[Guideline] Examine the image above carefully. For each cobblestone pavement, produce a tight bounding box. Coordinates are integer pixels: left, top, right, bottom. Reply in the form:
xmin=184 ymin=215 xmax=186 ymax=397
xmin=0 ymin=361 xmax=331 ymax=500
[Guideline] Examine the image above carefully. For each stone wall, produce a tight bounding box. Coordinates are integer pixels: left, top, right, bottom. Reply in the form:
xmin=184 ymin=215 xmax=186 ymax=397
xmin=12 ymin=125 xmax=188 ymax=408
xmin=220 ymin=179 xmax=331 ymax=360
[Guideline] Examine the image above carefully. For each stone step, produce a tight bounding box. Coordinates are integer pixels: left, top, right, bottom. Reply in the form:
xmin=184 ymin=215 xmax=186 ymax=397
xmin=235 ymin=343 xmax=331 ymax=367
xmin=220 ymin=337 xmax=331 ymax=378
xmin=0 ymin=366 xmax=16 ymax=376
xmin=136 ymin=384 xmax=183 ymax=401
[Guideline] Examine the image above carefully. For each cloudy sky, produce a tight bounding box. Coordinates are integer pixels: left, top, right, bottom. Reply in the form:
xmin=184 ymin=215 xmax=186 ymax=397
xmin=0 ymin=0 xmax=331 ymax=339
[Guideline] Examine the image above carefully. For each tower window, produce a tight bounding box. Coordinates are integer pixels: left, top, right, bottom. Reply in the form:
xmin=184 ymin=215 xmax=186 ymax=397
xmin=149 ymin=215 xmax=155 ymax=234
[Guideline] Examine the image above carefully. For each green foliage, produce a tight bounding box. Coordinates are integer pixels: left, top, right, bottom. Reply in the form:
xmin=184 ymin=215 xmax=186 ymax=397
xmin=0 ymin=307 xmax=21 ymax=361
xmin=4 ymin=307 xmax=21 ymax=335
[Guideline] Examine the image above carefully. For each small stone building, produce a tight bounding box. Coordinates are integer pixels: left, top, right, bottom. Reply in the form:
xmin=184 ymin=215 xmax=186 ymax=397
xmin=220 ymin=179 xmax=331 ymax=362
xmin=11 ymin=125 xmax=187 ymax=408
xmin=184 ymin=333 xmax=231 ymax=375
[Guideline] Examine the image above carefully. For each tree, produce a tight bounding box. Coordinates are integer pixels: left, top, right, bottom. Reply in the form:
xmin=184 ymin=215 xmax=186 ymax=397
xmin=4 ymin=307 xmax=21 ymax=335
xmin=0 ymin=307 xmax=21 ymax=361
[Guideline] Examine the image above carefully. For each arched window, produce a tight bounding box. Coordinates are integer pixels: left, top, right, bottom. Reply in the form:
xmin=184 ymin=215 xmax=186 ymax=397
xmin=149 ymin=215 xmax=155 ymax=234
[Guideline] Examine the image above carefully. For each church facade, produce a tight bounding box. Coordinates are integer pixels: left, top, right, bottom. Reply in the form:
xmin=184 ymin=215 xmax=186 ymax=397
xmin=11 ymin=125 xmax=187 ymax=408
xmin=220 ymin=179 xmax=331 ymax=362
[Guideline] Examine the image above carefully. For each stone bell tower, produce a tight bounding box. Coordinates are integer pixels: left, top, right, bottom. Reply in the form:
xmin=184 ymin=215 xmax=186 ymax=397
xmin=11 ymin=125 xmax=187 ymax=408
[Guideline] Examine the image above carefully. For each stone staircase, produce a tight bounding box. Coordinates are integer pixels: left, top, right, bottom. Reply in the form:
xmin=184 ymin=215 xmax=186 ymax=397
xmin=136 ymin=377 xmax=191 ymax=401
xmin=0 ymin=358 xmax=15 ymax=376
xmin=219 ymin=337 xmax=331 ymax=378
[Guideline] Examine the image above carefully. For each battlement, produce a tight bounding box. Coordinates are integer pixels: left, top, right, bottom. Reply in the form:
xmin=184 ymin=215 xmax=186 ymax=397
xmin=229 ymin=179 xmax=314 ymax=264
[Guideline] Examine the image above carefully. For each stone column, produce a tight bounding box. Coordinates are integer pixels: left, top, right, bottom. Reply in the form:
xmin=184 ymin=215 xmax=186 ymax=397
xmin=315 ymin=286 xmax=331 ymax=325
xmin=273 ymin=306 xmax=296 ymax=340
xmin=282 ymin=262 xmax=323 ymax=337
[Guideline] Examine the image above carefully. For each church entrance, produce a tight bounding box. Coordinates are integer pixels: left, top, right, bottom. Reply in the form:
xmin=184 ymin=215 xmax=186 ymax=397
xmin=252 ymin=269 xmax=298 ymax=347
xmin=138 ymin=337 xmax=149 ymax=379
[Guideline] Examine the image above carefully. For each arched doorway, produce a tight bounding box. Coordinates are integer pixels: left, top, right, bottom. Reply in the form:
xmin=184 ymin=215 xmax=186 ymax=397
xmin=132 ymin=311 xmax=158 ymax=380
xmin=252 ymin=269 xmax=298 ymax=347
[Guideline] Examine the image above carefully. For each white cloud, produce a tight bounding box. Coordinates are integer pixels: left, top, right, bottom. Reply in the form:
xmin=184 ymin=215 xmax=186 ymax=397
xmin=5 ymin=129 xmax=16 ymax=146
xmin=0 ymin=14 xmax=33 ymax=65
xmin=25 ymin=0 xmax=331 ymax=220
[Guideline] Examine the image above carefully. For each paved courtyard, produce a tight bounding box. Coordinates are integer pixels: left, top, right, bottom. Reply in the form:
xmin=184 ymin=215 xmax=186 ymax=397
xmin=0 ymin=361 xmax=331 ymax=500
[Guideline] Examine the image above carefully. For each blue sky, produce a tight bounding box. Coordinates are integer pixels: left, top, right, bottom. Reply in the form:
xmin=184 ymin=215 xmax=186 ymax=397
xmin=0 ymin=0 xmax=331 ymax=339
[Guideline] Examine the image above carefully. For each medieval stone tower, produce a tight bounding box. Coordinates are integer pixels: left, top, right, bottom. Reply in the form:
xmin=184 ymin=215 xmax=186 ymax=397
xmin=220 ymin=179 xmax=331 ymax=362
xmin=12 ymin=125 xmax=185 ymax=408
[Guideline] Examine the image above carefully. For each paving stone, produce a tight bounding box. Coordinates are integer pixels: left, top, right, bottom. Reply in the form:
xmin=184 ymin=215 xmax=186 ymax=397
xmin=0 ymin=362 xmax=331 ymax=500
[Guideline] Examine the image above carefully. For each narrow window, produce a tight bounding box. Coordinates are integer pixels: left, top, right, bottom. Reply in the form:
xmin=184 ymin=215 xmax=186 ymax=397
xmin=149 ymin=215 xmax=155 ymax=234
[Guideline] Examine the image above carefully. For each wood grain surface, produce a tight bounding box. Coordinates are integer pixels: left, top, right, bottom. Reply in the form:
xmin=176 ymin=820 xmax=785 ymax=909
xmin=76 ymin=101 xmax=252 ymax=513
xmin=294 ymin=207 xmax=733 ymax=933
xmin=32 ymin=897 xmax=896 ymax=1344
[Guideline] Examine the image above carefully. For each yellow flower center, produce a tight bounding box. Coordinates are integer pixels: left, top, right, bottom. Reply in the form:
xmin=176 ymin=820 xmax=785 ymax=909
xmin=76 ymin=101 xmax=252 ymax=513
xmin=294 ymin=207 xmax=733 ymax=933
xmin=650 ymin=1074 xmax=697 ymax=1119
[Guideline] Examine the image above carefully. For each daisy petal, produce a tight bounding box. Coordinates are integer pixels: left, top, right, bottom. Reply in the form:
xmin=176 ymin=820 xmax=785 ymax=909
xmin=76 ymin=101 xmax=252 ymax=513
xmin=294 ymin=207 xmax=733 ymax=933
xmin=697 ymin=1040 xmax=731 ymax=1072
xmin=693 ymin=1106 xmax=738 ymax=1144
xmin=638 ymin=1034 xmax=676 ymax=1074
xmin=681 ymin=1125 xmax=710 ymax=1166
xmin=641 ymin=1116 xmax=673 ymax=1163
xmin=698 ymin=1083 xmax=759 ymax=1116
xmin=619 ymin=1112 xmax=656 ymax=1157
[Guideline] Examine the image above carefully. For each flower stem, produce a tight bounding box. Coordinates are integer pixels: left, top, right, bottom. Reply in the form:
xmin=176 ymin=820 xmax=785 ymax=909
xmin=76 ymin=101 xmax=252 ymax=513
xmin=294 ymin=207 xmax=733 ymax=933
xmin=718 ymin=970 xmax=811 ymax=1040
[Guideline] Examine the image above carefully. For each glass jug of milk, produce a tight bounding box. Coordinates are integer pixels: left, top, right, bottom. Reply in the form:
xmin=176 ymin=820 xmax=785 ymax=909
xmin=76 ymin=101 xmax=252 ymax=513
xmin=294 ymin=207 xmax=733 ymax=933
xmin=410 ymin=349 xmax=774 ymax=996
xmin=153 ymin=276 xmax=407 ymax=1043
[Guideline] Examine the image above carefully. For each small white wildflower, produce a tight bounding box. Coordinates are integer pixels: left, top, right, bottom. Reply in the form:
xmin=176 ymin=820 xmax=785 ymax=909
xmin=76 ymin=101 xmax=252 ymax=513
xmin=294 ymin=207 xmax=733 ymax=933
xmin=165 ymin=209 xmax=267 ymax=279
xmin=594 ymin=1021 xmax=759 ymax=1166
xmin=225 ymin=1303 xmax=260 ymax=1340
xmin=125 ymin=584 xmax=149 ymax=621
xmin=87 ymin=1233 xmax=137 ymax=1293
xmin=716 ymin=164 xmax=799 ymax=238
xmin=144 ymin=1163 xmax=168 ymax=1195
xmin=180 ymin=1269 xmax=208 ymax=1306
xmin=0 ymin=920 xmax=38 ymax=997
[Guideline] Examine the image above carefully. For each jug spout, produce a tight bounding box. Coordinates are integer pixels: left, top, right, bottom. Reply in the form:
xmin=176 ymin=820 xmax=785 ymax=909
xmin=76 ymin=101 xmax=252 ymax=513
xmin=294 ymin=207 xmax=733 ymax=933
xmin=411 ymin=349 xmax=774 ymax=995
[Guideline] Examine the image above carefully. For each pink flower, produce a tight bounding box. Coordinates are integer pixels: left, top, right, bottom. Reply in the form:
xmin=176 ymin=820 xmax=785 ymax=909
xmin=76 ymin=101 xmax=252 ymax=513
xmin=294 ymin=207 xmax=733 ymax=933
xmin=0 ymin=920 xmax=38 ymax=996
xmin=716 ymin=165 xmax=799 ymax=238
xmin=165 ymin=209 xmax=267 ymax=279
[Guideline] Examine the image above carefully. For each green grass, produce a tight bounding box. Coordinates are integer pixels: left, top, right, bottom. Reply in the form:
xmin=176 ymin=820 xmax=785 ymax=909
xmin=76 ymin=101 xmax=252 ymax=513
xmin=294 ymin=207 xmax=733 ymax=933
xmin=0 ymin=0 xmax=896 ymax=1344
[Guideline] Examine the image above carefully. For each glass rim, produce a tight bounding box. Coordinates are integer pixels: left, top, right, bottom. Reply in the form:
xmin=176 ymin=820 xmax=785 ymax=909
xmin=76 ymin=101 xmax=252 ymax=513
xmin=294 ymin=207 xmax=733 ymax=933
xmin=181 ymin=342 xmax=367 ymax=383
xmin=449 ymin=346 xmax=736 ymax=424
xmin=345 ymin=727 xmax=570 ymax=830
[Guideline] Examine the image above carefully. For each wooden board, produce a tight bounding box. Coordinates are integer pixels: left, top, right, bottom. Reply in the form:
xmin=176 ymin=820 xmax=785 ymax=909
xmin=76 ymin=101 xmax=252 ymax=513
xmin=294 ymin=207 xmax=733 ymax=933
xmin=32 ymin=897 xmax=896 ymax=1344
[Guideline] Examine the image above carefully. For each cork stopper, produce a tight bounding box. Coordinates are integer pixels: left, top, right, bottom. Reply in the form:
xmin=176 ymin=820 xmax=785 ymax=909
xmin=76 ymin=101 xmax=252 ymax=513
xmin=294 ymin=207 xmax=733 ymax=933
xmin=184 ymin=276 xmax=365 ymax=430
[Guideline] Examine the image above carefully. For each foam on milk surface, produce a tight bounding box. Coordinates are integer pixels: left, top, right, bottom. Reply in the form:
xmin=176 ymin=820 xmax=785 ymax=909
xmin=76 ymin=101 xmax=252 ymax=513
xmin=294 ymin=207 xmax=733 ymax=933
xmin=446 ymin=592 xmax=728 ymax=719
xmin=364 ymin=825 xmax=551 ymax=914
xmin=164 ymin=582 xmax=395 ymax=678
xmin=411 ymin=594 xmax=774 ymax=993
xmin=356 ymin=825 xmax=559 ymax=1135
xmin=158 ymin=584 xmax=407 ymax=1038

****************

■ What is expected ■
Pick out every line of the listing above that contains the word "small".

■ Worked solution ■
[Guideline] Examine the image above carefully. For each small stone building, produce a tight bounding box. Coordinates are integer pixels: left, top, right, bottom. Reply in the form:
[Guideline] Examine the image above carefully. For each small white wildflower, produce a tight bounding box. Coordinates are integer pixels: left, top, right, bottom. Reply in the form:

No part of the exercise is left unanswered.